→ **Requirement A**
Reproduce the hydrogeology passage word for word, starting with "The DGSD Sagspitz, covering" and going on through "up to 1,100 m.".
→ **Requirement B**
Carry the hydrogeology passage forward, picking up right after its final sentence.

The electrical conductivity (reference, 25°C) and water temperature were measured in the field using a multifunctional probe (WTW LF 330). Discharge measurements were done manually using the stop watch and bucket method. Depending on the discharge rate, 1-, 3-, 10-, or 20-l buckets were used. Most major and minor chemical constituents of the water samples were measured using an ion chromatography system (Dionex DX 500 with autosampler AS40). NH4 and NO2 were determined by a flow injection system (Skalar SA4000 with Autosampler SA1050). Fe and Mn measurements were done with a Perkin Elmer Optima 3000 ICP. The analytical accuracies of these methods ranged from 2 to 5%. A Finnigan Deltaplus XL mass spectrometer was used for the δ18O analysis, and the values are reported in δ‰ units versus the Vienna Standard Mean Ocean Water (VSMOW) accuracies being ±0.1‰.

Mass movement characterisation

The DGSD Sagspitz, covering an area of approximately 3 km2, encompasses the entire slope from the ridge (Sagspitz summit at 2,410 m a.s.l.) to the valley floor (Fig. 3). The difference in elevation from the main scarp to the toe of the slope sums up to 1,100 m.

→ **Record set**
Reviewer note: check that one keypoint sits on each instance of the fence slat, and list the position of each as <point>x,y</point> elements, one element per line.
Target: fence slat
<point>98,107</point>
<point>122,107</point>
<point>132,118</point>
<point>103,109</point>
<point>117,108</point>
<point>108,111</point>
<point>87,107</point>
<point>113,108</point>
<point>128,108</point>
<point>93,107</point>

→ **Output A**
The DGSD Sagspitz, covering an area of approximately 3 km2, encompasses the entire slope from the ridge (Sagspitz summit at 2,410 m a.s.l.) to the valley floor (Fig. 3). The difference in elevation from the main scarp to the toe of the slope sums up to 1,100 m.

→ **Output B**
The DGSD Sagspitz is characterized by a geomorphologic appearance typical for mass movements of its kind (Hutchinson 1988; Moser 1994; Crosta 1996; Weidner 2000; Agliardi et al. 2001) and can be roughly divided into three major zones: (1) the double crested ridge zone (“Bergzerreissung”; Ampferer 1939; Zischinsky 1969b) in the uppermost part comprising the main scarp; (2) the sagging zone (Zischinsky 1969a) in the central part; (3) and the toe of slope (Bergzerreissung; Clar and Weiss 1965; Zischinsky 1969b) in the lowermost part.

Different types of gravitational rock deformation (Poisel 1998) are predominant in these zones, respectively. At the top of the mass movement, a double-crested ridge with wide N–S striking tension joints is developed (Fig. 6a). Here, toppling processes predominate over sagging. The sagging zone below is characterized by several generations of smaller scale scarps and counterscarps (Fig. 6b) and shows a rather gentle dip of slope (10–20°). In this zone, the rock is locally intensively fractured. The toe of the slope is steep (inclination, >30°) and affected by secondary shallow landslides. The rock mass at the surface is strongly fractured to completely loosened (development of debris-like deposits). Moser and Glumac (1983) suggested that a sliding component in this part of a DGSD is most likely. In profile view, the DGSD Sagspitz reveals a concave morphology in its upper part and a convex morphology in its lower part which is typical for DGSDs at a progressed stage of development (Zischinsky 1969a,b; Hermann and Becker 2000).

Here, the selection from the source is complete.